• [Data for the task]
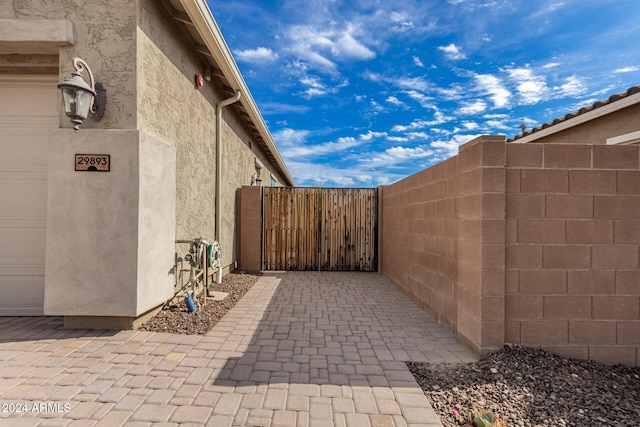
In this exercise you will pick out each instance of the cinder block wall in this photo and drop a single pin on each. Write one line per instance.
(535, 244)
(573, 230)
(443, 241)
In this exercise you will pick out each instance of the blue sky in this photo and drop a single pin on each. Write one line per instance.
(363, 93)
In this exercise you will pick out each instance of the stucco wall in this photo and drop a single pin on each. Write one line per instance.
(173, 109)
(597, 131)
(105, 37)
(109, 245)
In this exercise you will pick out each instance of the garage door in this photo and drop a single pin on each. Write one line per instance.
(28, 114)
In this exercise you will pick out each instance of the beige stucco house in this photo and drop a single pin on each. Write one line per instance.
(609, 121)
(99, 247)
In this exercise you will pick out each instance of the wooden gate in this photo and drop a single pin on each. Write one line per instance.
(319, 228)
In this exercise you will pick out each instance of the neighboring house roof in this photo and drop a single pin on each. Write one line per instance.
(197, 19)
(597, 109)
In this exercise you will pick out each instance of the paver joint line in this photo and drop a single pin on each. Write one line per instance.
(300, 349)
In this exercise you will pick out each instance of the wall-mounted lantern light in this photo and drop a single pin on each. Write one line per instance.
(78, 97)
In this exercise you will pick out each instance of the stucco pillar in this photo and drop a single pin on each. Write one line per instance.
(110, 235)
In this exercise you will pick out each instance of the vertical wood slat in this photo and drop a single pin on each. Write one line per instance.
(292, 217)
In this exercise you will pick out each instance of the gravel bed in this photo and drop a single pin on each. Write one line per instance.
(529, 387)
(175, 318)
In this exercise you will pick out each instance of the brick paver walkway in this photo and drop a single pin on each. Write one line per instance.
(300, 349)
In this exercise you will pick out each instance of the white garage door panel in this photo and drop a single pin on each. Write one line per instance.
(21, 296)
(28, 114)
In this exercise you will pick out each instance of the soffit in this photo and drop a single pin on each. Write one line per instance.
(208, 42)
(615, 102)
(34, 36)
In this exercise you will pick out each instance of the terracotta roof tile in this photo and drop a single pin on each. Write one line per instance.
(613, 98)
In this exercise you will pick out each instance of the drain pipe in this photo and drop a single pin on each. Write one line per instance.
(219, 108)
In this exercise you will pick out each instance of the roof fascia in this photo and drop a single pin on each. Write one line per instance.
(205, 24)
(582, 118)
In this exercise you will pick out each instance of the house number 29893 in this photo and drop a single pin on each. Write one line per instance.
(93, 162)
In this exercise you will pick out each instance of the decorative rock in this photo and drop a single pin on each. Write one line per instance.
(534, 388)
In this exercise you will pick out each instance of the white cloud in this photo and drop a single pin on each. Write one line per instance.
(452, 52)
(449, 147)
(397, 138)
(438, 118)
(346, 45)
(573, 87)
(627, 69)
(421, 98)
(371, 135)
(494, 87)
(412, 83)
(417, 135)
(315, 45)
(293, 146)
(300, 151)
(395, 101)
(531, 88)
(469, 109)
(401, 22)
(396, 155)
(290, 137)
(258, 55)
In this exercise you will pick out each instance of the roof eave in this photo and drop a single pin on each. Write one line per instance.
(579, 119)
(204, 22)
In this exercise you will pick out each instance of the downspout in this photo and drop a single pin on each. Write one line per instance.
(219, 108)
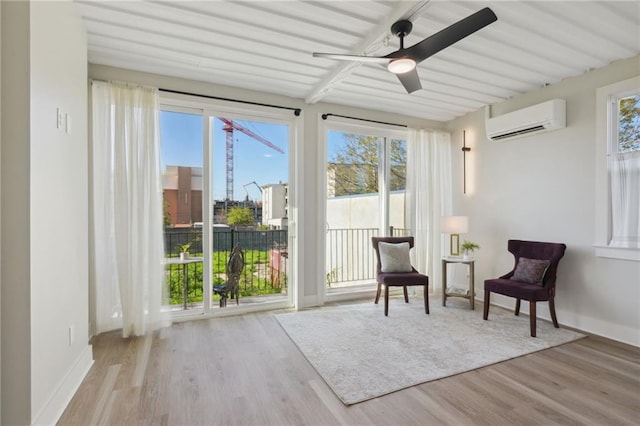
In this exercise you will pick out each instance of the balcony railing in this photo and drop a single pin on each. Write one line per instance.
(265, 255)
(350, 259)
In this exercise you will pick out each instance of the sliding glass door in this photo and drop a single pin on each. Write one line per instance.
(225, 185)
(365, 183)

==

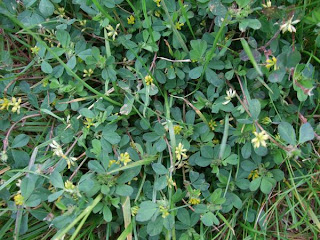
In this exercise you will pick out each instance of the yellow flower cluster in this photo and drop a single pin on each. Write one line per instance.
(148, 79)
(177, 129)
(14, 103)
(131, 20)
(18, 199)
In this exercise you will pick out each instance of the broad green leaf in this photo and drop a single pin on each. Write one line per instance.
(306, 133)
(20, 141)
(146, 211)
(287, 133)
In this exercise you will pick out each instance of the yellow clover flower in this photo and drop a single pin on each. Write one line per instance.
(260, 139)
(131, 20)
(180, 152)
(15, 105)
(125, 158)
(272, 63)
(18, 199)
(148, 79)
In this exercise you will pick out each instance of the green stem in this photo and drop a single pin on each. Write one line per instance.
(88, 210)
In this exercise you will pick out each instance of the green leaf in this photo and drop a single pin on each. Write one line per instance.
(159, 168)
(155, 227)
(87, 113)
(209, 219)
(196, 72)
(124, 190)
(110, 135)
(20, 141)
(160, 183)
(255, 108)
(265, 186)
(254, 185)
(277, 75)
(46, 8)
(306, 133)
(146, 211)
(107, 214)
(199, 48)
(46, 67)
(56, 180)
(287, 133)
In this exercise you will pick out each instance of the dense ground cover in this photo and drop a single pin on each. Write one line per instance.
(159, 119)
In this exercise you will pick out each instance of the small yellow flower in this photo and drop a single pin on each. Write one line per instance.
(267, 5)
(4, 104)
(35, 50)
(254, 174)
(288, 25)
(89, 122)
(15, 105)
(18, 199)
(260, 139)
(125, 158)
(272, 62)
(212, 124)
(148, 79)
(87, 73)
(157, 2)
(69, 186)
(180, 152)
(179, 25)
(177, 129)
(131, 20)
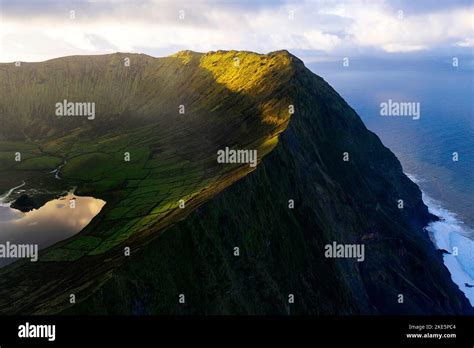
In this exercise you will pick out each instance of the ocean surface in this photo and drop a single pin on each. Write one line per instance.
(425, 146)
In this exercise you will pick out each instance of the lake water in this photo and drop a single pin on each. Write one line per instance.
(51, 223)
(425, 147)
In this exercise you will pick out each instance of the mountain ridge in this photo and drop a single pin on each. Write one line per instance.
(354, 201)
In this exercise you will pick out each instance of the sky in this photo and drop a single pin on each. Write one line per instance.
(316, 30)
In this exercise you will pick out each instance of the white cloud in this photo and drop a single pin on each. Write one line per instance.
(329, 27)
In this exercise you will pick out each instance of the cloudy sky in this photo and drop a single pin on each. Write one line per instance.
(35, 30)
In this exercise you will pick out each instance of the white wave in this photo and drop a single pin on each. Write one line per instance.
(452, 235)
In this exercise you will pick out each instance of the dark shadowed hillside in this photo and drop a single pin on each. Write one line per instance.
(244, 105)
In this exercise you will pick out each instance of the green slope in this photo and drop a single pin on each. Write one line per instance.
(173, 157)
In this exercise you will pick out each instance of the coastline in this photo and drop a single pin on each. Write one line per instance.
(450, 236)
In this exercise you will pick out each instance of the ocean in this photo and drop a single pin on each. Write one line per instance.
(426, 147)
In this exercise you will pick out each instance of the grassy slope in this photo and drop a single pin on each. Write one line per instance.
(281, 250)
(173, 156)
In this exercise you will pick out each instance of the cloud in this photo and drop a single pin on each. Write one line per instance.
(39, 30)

• [The problem] Gather every line in the records above that contains the word "flower", and copy each one out in full.

• [Correct answer]
In this exercise you will pick out each instance of the yellow flower cluster in this photo and drop a single pin on each. Write one line per instance.
In this exercise you will pick out each instance of the yellow clover flower in this photo and drop a single pin on each. Write one line per instance.
In this exercise you will pick out each instance of the small yellow flower in this photo and drop a single pin on each. Write one line per instance.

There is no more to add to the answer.